## EXERCISE PASSAGE
====================

Animals Do Better Living in an Irradiated Forest Than Near Humans
For the past decade or so, as sightings of wildlife in the irradiated Chernobyl exclusion zone have become commonplace, scientists have been trying to determine whether living in a place that humans fear has adversely affected these animals. Now, a new study published in Cell Biology, adds evidence that wildlife is thriving in the radiation zone.
In the years after the explosion, it seemed possible that any animals that spent too much time in the irradiated zone might suffer from mutations or other negative effects of radiation. But scientists, tourists and locals have known now for many years that animals are living seemingly happy and healthy lives in the abandoned forest.
This new study, though, is the first systematic census of wildlife in the 1,600-square-mile exclusion zone. And it shows that wildlife is indeed thriving here. While the scientists originally hypothesized that the effects of radiation would suppress the densities of mammalian life in the zone, they found that elk, deer and boar are as abundant in the irradiated zone as in four of the region’s national parks.
While observations of wildlife have abounded, scientists have argued over whether the impacts of lingering radiation are harming the population of animals living in the forest. This new study showed no adverse effects on a population level from radiation. (It still may be the cause of the deaths of individual animals, but not at such high rates that it’s impacting the overall health of the wildlife community.)
These results don’t necessarily mean that radiation is harmless. But, as one co-author told the Washington Post, “what people do when they’re there is so much worse.” In other words, it’s better for wildlife to live in a place that people are afraid to because they’ve spilled radioactive particles all over it than to live near actual people.

====================

[Recorded data]
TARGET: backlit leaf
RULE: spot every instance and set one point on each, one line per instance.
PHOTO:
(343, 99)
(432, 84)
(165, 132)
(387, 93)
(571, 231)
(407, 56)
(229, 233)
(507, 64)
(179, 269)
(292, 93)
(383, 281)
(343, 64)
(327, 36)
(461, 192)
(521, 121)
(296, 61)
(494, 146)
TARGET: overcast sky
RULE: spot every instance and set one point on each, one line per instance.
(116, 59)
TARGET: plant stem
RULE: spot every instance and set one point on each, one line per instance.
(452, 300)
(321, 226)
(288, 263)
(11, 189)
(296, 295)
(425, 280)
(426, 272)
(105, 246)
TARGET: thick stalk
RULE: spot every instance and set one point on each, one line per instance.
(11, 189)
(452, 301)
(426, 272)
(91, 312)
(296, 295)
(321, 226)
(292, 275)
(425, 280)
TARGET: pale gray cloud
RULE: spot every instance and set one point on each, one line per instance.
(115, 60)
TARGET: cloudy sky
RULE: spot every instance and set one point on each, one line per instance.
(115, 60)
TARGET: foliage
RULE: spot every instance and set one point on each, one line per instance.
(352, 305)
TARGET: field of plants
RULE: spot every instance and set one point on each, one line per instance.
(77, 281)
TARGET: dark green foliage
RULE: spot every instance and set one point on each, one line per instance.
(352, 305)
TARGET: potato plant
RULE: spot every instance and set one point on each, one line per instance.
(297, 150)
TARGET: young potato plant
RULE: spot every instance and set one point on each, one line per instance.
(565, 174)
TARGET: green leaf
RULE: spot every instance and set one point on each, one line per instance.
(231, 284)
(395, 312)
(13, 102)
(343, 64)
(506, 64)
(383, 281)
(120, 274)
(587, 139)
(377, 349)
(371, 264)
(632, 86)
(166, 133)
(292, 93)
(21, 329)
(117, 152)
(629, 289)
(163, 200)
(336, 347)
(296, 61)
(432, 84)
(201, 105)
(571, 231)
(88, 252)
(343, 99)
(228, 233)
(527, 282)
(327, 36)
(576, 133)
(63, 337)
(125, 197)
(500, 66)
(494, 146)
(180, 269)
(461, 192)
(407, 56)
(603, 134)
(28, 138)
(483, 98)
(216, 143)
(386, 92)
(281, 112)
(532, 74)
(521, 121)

====================

## REQUIRED ACTION 1
According to the Chernobyl wildlife article, which animals were found to be as abundant in the irradiated zone as in four of the region's national parks?
## REQUIRED ACTION 2
Transcribe the stretch of the Chernobyl wildlife article from "Animals Do Better" through "the abandoned forest.", word for word.

## RESULT 1
Elk, deer and boar.

## RESULT 2
Animals Do Better Living in an Irradiated Forest Than Near Humans
For the past decade or so, as sightings of wildlife in the irradiated Chernobyl exclusion zone have become commonplace, scientists have been trying to determine whether living in a place that humans fear has adversely affected these animals. Now, a new study published in Cell Biology, adds evidence that wildlife is thriving in the radiation zone.
In the years after the explosion, it seemed possible that any animals that spent too much time in the irradiated zone might suffer from mutations or other negative effects of radiation. But scientists, tourists and locals have known now for many years that animals are living seemingly happy and healthy lives in the abandoned forest.